§ **REQUIRED ACTION**: The tail of the records, from the line containing "Where can you spot the umbel" through the final line, should be printed exactly and on its own.

Collected data entries:
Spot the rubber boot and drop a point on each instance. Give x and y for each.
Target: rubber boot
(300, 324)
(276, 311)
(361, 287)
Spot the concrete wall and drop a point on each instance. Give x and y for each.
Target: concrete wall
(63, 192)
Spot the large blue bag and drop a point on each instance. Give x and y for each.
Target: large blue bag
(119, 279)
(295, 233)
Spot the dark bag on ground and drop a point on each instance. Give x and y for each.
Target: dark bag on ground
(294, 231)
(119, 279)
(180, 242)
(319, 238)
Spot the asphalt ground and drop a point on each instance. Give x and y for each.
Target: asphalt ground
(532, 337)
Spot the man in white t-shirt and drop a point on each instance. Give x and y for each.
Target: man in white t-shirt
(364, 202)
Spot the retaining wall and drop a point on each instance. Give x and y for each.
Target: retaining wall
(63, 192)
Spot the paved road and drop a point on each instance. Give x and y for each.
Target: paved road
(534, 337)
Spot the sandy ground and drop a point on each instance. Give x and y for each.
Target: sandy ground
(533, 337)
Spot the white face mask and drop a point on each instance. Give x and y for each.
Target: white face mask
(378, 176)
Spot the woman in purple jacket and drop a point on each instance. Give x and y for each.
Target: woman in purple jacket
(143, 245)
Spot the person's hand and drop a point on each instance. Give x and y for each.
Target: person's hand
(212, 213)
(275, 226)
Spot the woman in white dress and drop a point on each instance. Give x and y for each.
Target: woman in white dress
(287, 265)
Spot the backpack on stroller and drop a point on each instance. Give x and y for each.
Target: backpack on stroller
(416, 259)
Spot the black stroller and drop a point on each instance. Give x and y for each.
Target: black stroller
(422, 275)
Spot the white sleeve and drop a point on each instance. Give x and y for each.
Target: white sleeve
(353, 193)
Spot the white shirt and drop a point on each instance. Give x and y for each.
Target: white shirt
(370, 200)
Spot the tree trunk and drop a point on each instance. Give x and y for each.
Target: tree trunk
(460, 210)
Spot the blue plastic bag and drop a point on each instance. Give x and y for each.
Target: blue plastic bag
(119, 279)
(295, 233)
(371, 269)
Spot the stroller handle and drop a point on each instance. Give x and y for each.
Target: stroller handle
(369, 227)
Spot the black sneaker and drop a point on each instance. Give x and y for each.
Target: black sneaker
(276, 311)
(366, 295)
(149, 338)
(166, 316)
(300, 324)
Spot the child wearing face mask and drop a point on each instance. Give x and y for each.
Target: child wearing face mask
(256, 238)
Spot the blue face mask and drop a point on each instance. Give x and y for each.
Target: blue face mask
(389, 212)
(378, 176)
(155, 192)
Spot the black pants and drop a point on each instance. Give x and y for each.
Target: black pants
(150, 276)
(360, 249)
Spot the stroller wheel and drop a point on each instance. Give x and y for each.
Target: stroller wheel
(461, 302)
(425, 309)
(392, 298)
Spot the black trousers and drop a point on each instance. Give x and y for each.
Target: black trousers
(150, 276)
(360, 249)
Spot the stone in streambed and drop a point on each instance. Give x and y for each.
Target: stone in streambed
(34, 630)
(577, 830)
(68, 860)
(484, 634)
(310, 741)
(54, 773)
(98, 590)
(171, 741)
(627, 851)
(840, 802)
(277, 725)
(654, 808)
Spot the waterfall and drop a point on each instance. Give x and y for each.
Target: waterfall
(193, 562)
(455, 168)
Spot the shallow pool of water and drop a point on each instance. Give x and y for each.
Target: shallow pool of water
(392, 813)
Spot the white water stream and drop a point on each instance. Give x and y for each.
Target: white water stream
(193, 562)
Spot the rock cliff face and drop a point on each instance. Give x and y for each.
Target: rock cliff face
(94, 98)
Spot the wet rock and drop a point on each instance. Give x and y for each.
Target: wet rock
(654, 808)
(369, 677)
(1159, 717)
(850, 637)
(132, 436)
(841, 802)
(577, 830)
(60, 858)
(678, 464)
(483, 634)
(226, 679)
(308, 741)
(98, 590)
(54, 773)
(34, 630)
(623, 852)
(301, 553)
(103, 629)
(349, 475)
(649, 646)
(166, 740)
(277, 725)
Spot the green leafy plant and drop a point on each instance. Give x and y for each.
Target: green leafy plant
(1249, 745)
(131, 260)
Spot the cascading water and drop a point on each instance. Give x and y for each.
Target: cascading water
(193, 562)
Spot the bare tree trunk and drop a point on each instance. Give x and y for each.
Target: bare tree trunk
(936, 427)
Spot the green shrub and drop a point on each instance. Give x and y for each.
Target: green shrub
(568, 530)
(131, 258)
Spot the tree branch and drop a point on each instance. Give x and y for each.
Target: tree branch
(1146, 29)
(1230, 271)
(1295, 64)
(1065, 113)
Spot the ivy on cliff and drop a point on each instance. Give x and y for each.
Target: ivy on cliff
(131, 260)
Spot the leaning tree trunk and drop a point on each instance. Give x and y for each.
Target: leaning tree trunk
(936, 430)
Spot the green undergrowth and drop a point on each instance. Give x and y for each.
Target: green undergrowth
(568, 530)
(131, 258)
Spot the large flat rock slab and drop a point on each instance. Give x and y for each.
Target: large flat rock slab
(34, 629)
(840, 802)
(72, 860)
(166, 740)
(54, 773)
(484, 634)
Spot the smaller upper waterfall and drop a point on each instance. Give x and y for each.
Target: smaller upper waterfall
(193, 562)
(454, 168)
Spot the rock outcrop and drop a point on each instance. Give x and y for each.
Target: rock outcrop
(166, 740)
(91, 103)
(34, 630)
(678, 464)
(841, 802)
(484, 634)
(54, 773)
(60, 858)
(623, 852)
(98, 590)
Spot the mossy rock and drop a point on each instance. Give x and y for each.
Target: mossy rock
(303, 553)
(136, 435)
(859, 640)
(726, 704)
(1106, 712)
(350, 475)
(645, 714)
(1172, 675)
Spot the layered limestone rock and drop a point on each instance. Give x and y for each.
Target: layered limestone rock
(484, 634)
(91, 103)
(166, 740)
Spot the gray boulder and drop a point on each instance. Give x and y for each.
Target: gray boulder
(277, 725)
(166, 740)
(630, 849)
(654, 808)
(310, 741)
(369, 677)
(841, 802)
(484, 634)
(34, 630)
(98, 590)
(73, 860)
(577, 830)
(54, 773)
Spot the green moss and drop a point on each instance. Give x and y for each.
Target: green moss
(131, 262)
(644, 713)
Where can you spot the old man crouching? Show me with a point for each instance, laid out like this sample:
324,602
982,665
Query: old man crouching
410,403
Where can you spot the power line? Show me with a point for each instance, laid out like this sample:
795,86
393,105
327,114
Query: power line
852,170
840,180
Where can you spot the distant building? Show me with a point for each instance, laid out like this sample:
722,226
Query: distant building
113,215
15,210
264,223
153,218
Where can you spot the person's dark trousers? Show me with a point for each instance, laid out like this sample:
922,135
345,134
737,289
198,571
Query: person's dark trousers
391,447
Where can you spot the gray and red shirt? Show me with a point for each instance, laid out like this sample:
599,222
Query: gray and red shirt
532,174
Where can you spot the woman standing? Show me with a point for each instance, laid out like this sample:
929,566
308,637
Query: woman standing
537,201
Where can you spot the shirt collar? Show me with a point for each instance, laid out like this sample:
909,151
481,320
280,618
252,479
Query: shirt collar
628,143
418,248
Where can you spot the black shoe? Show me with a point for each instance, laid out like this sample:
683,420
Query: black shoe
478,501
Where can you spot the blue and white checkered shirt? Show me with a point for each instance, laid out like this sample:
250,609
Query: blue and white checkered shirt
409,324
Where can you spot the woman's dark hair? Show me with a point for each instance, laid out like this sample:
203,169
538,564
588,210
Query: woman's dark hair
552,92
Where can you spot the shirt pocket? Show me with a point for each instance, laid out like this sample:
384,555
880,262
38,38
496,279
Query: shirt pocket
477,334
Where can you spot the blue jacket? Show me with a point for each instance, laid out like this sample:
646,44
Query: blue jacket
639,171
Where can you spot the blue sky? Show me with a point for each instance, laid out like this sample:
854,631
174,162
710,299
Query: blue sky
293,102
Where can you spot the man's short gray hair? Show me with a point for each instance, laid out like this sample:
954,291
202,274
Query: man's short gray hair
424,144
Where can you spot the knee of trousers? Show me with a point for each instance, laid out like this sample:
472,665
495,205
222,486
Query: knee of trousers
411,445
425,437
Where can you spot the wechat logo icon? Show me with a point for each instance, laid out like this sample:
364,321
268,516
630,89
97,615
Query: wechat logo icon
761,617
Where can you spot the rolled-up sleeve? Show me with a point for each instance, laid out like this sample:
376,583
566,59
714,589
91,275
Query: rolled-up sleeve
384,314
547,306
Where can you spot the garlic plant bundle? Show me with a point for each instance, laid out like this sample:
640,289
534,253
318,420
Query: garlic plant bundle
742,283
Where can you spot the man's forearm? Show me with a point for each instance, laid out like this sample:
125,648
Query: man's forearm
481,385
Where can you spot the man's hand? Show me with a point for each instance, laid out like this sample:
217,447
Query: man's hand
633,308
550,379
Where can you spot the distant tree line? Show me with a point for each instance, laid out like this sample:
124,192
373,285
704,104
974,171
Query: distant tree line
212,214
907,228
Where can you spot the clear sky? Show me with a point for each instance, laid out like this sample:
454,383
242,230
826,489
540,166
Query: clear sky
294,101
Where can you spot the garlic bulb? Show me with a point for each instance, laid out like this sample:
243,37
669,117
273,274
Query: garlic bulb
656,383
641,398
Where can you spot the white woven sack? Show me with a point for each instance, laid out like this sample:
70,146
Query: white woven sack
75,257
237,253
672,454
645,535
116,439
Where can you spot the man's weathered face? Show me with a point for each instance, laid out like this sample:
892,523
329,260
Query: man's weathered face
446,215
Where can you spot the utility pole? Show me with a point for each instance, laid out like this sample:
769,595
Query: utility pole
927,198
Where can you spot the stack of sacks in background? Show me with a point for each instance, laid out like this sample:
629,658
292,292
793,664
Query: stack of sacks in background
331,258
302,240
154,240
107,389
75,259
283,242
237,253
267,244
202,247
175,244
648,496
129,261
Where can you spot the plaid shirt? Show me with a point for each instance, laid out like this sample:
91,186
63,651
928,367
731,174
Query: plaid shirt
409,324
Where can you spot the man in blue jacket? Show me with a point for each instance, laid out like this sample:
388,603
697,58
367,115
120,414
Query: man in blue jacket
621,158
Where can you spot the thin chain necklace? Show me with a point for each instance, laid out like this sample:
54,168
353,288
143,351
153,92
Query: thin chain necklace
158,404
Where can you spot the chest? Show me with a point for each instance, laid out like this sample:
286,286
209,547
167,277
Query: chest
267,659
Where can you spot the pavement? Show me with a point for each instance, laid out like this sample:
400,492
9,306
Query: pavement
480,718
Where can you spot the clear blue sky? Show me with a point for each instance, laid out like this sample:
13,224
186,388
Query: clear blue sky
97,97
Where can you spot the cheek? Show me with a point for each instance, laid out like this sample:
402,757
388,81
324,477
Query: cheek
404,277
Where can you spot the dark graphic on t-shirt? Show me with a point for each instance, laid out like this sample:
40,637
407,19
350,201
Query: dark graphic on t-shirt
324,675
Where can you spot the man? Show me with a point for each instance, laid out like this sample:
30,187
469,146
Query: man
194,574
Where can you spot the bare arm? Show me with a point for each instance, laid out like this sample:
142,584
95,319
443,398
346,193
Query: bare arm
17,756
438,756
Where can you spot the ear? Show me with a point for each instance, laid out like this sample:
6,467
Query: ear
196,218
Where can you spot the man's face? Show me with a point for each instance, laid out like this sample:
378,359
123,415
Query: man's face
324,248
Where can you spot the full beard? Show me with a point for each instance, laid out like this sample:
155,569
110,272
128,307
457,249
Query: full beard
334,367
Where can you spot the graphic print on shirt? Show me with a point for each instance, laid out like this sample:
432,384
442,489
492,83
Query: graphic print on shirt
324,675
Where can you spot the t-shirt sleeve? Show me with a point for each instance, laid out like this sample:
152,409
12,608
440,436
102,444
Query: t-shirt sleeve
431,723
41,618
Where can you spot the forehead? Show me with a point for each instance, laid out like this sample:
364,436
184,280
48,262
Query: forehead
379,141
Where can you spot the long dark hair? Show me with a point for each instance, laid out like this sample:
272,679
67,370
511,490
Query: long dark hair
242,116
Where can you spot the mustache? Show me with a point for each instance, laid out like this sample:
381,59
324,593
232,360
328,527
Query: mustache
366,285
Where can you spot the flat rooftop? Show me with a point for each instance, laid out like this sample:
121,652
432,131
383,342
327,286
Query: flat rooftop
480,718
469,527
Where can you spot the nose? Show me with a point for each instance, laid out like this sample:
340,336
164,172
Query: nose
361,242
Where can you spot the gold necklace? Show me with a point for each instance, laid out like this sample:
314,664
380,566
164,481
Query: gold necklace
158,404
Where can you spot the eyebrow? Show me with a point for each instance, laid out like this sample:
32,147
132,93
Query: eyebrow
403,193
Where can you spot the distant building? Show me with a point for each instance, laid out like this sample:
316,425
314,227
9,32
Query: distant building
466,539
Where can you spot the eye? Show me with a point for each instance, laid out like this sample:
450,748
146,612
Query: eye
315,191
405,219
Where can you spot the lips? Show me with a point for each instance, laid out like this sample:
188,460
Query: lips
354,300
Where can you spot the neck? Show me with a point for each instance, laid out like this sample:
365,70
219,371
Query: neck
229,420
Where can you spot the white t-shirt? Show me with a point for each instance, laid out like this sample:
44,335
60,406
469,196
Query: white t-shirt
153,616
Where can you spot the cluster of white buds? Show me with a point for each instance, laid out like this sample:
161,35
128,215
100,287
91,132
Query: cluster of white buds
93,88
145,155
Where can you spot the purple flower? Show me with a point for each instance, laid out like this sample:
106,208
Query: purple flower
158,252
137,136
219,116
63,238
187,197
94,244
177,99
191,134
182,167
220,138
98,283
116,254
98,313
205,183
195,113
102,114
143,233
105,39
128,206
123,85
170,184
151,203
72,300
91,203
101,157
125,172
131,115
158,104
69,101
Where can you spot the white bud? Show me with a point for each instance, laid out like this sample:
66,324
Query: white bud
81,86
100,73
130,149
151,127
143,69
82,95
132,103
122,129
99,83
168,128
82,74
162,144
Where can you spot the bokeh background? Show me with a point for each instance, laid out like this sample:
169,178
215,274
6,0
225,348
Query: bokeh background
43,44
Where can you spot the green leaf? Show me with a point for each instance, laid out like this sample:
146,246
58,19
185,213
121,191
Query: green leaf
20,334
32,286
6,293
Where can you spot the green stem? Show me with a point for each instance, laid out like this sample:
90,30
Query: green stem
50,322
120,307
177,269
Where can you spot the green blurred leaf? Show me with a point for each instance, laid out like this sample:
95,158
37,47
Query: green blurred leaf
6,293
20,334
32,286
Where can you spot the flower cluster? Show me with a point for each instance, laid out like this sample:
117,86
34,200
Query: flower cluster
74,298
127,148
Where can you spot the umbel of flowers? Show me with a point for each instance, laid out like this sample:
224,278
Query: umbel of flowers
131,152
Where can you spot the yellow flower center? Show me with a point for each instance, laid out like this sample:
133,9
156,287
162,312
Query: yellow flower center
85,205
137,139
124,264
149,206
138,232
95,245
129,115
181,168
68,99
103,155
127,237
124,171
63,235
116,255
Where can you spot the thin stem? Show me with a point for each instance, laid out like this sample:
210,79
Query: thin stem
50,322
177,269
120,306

§ **REPLY**:
Where can you spot the umbel of flowers? Show me with a point for each instance, laid out like this sample:
224,278
Query: umbel of flowers
131,152
Where can you spot the yellow flower center? Show me with a point for each instance, laid out like this sample:
133,9
156,287
162,312
Query: yellow flower center
85,205
137,139
124,264
149,206
138,232
95,245
129,115
181,168
68,99
103,155
127,237
124,171
63,235
116,255
Where can you spot the thin stem? Show me with a point for each instance, laid out like this sample:
210,79
Query: thin stem
50,322
177,269
120,306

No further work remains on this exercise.